次の課題
[1] ランサムウェアに関する本文のうち、「コロニアル・パイプライン社な」から「を私たちは期待していました。」までを一字一句そのまま書き写しなさい。
[2] ランサムウェアに関する本文によると、米国政府がランサムウェア攻撃を阻止する取り組みを強化したきっかけは何か。1～3文で説明しなさい。
[3] ランサムウェアに関する本文で、FBIが重要インフラへの攻撃に利用されたトップ3として挙げているランサムウェアグループをすべて列挙しなさい。

米FBIが新たに公開した最新報告書は、米国政府がランサムウェア攻撃を阻止するために懸命な努力を続けているにも関わらず、今も重要インフラ関連の事業者がこれらの攻撃に苦しんでいる実態を明らかにしています。
コロニアル・パイプライン社などの米国の重要インフラ(CI)がランサムウェア攻撃を受けたニュースは記憶に新しいところでしょう。これらの問題を発端として、ランサムウェア攻撃を阻止するために米国政府は取り組みを強化し、今後の対策についても議会で公聴会を開いています。FBIは、2021年に約650社の重要インフラ事業者が被害を受けたことを報告しています。米国政府の取り組みの強化によって、国家基盤であるこれらの重要インフラ事業に対する攻撃が終息することを私たちは期待していました。
しかし、FBIが公開した最新の「インターネット犯罪レポート」では、2022年に攻撃を受けた重要インフラ事業者数は34%増加しており、870社が攻撃を受けたことを報告しています。
重要インフラ産業に対するサイバー攻撃は終わりが見えない状況です。FBIによると、これらの攻撃で利用されたランサムウェアグループのトップ3はLockbit、BlackCat、Hiveであり、防衛産業基盤、上下水道システムから公共医療・介護などの重要インフラ事業者の16セクターを標的にしていました(下図参照)。

提供資料
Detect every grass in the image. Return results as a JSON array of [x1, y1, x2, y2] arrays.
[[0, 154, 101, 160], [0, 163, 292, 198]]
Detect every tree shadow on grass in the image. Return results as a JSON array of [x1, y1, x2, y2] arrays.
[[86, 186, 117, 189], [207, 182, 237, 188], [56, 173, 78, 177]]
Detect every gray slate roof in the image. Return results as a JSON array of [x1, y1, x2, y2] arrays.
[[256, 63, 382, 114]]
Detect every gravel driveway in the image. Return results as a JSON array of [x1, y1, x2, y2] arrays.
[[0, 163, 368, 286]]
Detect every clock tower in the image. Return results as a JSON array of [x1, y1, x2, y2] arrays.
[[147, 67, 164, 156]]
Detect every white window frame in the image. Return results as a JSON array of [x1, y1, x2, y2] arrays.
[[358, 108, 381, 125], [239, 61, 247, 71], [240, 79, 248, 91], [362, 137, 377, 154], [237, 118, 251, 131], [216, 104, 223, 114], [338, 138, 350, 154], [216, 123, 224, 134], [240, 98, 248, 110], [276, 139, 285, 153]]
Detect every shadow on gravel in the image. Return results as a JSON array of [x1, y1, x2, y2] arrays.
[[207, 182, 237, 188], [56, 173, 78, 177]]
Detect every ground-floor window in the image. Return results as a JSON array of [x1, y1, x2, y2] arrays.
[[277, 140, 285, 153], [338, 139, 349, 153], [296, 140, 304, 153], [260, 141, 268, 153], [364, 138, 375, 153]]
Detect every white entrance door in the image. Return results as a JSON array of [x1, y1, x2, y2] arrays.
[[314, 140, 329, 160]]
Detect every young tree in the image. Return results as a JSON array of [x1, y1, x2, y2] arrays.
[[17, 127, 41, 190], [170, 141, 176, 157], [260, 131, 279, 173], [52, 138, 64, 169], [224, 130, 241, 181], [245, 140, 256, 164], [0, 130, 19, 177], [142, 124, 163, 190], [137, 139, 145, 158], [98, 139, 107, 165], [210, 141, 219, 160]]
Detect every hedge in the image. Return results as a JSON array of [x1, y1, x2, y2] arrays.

解答例
[1]
コロニアル・パイプライン社などの米国の重要インフラ(CI)がランサムウェア攻撃を受けたニュースは記憶に新しいところでしょう。これらの問題を発端として、ランサムウェア攻撃を阻止するために米国政府は取り組みを強化し、今後の対策についても議会で公聴会を開いています。FBIは、2021年に約650社の重要インフラ事業者が被害を受けたことを報告しています。米国政府の取り組みの強化によって、国家基盤であるこれらの重要インフラ事業に対する攻撃が終息することを私たちは期待していました。

[2] コロニアル・パイプライン社などの米国の重要インフラがランサムウェア攻撃を受けた問題がきっかけです。これを発端として、米国政府は取り組みを強化し、今後の対策についても議会で公聴会を開きました。

[3] Lockbit、BlackCat、Hive